Will you set down every line of the listing below word for word, with nothing changed, added, or left out?

- ITEMS
——

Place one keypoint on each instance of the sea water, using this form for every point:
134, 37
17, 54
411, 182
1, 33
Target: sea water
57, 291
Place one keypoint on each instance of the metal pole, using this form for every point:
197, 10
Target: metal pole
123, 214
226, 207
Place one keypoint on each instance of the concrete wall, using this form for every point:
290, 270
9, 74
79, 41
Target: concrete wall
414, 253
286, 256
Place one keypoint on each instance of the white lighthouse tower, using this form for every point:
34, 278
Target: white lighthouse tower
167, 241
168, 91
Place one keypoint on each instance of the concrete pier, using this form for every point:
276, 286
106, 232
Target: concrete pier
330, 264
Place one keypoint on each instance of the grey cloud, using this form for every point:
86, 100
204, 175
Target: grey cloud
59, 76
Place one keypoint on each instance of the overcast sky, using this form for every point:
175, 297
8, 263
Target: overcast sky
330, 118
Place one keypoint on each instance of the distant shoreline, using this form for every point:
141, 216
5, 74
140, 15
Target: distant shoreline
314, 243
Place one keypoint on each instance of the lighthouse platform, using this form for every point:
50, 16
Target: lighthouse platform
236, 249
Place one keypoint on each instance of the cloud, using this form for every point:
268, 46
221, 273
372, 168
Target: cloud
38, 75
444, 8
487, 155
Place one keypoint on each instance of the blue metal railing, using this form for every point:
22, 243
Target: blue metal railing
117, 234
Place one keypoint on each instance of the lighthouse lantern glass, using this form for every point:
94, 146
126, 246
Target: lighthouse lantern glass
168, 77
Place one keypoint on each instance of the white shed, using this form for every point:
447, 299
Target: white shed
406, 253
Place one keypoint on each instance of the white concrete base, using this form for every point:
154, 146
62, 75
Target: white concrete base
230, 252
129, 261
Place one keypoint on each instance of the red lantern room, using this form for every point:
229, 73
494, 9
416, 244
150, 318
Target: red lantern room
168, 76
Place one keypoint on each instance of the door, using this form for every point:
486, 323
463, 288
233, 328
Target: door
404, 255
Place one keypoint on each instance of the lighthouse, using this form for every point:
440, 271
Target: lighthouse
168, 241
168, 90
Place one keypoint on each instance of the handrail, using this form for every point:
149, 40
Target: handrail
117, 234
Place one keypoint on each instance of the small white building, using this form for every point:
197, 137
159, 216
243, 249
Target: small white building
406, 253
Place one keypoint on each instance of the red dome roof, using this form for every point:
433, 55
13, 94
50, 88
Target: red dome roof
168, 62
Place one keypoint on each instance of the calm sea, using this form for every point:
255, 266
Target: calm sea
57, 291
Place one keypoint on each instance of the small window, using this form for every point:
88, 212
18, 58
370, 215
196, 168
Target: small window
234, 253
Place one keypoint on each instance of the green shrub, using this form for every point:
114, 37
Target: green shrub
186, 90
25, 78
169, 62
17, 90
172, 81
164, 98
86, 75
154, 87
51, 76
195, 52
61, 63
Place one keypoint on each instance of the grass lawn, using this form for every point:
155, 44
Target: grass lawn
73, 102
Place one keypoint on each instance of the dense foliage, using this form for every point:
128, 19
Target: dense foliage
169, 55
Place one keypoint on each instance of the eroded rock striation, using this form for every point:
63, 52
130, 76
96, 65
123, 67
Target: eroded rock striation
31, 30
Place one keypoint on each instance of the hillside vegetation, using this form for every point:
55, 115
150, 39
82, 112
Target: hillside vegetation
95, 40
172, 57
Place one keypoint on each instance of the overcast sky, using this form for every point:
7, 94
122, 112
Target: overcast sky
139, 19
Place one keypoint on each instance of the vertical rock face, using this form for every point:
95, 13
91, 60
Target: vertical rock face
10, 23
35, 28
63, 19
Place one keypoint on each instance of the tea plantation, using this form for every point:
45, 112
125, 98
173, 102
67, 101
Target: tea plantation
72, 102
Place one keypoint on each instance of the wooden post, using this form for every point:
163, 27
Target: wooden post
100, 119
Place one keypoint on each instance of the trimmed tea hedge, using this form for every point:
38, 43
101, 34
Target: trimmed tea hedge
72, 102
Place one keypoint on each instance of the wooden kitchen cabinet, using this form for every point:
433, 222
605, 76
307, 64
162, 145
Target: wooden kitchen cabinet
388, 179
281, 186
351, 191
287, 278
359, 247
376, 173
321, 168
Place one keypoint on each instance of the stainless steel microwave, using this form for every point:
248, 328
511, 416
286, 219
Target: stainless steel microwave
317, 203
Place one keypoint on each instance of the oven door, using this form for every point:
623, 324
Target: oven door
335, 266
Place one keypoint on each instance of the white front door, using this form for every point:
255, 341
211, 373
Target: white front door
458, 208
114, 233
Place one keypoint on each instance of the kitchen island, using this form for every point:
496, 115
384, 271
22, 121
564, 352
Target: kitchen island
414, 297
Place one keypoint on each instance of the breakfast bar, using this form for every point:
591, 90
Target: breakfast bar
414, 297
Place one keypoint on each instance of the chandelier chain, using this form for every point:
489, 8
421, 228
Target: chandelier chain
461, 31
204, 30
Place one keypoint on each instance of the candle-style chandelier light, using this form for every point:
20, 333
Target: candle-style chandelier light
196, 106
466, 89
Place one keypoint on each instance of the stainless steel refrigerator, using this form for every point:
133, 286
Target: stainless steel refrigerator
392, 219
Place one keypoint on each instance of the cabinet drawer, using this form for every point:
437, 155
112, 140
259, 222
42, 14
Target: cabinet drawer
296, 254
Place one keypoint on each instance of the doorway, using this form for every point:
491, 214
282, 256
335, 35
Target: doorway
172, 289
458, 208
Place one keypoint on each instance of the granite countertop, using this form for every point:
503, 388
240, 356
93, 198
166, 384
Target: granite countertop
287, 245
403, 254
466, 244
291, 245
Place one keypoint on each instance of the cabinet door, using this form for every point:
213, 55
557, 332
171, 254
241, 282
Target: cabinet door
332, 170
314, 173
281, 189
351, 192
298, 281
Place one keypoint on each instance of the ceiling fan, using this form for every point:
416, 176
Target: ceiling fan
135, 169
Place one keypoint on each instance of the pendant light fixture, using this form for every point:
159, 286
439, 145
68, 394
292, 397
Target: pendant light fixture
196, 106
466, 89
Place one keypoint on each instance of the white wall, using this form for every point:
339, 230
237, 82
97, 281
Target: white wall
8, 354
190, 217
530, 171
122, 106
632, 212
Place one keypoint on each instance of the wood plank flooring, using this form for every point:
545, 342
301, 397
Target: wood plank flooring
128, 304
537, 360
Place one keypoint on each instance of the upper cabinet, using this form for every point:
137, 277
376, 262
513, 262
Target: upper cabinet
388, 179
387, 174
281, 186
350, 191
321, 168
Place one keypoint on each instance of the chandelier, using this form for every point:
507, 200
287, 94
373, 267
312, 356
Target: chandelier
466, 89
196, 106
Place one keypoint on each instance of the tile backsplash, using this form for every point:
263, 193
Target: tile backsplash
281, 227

——

- SOLUTION FOR THIS TASK
Place one keypoint on each instance of the sea water, using this form for every point:
134, 37
17, 54
411, 182
1, 33
Target: sea water
57, 291
Place one keypoint on each instance of the metal pole, using this form for every point:
197, 10
Target: metal pole
123, 214
226, 207
Place one keypoint on each instance of the concrete wall, using this form for every point:
290, 270
9, 74
79, 41
Target: concrete wall
414, 253
286, 256
Place one keypoint on each instance of the white lighthouse tower, using this form for every point:
34, 278
Target: white lighthouse tower
167, 241
168, 91
Place one keypoint on each instance of the concrete pier, using this form for every point:
276, 286
106, 232
Target: concrete pier
330, 264
Place one keypoint on each instance of the grey cloud, using this form for every point:
86, 100
204, 175
Target: grey cloud
59, 76
Place one keypoint on each instance of the overcast sky, using this form for every point:
175, 297
8, 263
Target: overcast sky
330, 118
Place one keypoint on each instance of the distant shoreline, using this form for every point:
141, 216
5, 74
140, 15
Target: distant shoreline
314, 243
Place one keypoint on each instance of the lighthouse platform, using this form for every point:
50, 16
Target: lighthouse platform
236, 249
Place one keypoint on each instance of the cloud, using this form for every point:
268, 46
221, 273
372, 168
Target: cloud
38, 75
444, 8
487, 155
Place one keypoint on each instance of the blue metal railing, using this form for every point:
22, 243
Target: blue metal railing
117, 234
Place one keypoint on each instance of the lighthouse lantern glass, using this form for every point:
94, 146
126, 246
Target: lighthouse lantern glass
168, 77
Place one keypoint on each instance of the white shed, using this form for every point:
447, 299
Target: white shed
406, 253
Place one keypoint on each instance of the white concrete base, using this form for every point:
154, 146
62, 75
Target: white concrete base
230, 252
129, 261
Place one keypoint on each instance of the red lantern room, using this form for every point:
229, 73
494, 9
416, 244
150, 318
Target: red lantern room
168, 76
Place one keypoint on each instance of the door, using this form for every point:
486, 323
463, 288
233, 328
Target: door
404, 255
Place one keypoint on each instance of the lighthouse, using this form for every point:
440, 271
Target: lighthouse
168, 241
168, 90
Place one keypoint on each instance of the handrail, using this form for every point:
149, 40
Target: handrail
117, 234
Place one keypoint on each instance of the small white building, using this form for every point:
197, 137
159, 216
243, 249
Target: small white building
406, 253
Place one keypoint on each instance of the red dome roof, using this form for every point:
433, 55
13, 94
50, 88
Target: red dome roof
168, 62
Place one keypoint on each instance of the calm sea, using this form for every point:
255, 266
Target: calm sea
57, 291
Place one keypoint on each instance of the small window, using this form for every point:
88, 212
18, 58
370, 215
196, 168
Target: small window
234, 253
Place one keypoint on each instance of the green shrub, using this form for every point:
114, 37
Target: green shrub
186, 90
25, 78
169, 62
17, 90
172, 81
164, 98
86, 75
154, 87
51, 76
195, 52
61, 63
Place one keypoint on each instance of the grass lawn, using this form for every point:
155, 44
Target: grass lawn
73, 102
Place one keypoint on each instance of the dense foliage, using this form for every point:
128, 19
Target: dense foliage
169, 55
Place one keypoint on each instance of the eroded rock striation, using this form for every point:
63, 52
130, 76
96, 65
123, 67
Target: eroded rock striation
31, 30
Place one keypoint on each instance of the hillside vegetation, using this form for every point:
55, 115
150, 39
82, 112
Target: hillside vegetation
95, 40
172, 57
Place one keypoint on each instance of the overcast sky, using this form for every point:
7, 94
122, 112
Target: overcast sky
139, 19
Place one keypoint on each instance of the vertical rock face, using this form for every point:
95, 13
91, 60
Target: vertical rock face
10, 23
35, 28
63, 19
Place one keypoint on each instance of the tea plantation, using this form for every point:
45, 112
125, 98
173, 102
67, 101
Target: tea plantation
72, 102
Place one keypoint on each instance of the wooden post, using this form for every point:
163, 27
Target: wooden post
100, 119
Place one keypoint on each instance of the trimmed tea hedge, using this form for every point:
38, 43
101, 34
Target: trimmed tea hedge
72, 102
Place one keypoint on each instance of the wooden kitchen cabinet, using this form for every point:
433, 222
605, 76
307, 64
162, 145
Target: wooden kitchen cabinet
388, 179
281, 186
351, 191
287, 278
359, 247
376, 173
321, 168
Place one keypoint on each instance of the stainless steel microwave, using this form for every point:
248, 328
511, 416
286, 219
Target: stainless steel microwave
317, 203
Place one keypoint on each instance of the oven door, using this form for every point:
623, 324
Target: oven door
335, 266
Place one keypoint on each instance of the white front door, using this form for every point:
255, 341
211, 373
Target: white front door
458, 208
114, 233
Place one keypoint on each instance of the kitchen island, using this form for every point:
496, 115
384, 271
22, 121
564, 352
Target: kitchen island
414, 297
Place one keypoint on each instance of the breakfast bar, using this form for every point:
591, 90
Target: breakfast bar
414, 297
Place one keypoint on each instance of the chandelier chain, using this form for every point:
489, 8
421, 228
Target: chandelier chain
461, 31
204, 30
Place one keypoint on each instance of the candle-style chandelier light, using this form for every point:
20, 333
Target: candle-style chandelier light
196, 106
466, 89
Place one keypoint on each instance of the stainless steel refrigerator, using this form for every point:
133, 286
Target: stainless steel refrigerator
392, 219
Place one keypoint on each instance of the cabinet drawer, using this form for every point:
437, 155
112, 140
259, 222
42, 14
Target: cabinet drawer
296, 254
Place one keypoint on each instance of the doorway, using this form for every point:
491, 214
282, 256
335, 35
Target: doorway
172, 289
458, 208
Place one keypoint on each instance of the granite countertop, using this form for every point:
503, 388
240, 356
93, 198
166, 384
Target: granite countertop
287, 245
403, 254
466, 244
291, 245
Place one keypoint on each instance of the cabinet door, using this form for every point:
213, 55
557, 332
171, 254
241, 282
Target: cabinet door
332, 170
314, 173
281, 189
351, 192
298, 281
Place one keypoint on each instance of the ceiling fan, using this form for every point:
416, 176
Target: ceiling fan
135, 169
Place one keypoint on each instance of the pendant light fixture, using this form for every point:
159, 286
439, 145
68, 394
292, 397
Target: pendant light fixture
196, 106
466, 89
Place one keypoint on each instance of the white wall, using this form for every point:
339, 230
237, 82
97, 281
Target: white wall
8, 354
190, 217
530, 171
122, 106
632, 212
Place one keypoint on each instance of the wood plank flooring, using this form for every point:
545, 342
301, 397
Target: wood plank flooring
128, 304
537, 360
Place one keypoint on each instance of the upper cabinet, using this form for every point:
137, 277
376, 262
513, 262
Target: upper cabinet
388, 179
387, 174
281, 186
350, 191
321, 168
Place one keypoint on each instance of the chandelier, using this form for every point:
507, 200
287, 94
373, 267
312, 356
Target: chandelier
466, 89
196, 106
Place one keypoint on each instance of the tile backsplash, using this form for every point:
263, 193
Target: tile backsplash
281, 227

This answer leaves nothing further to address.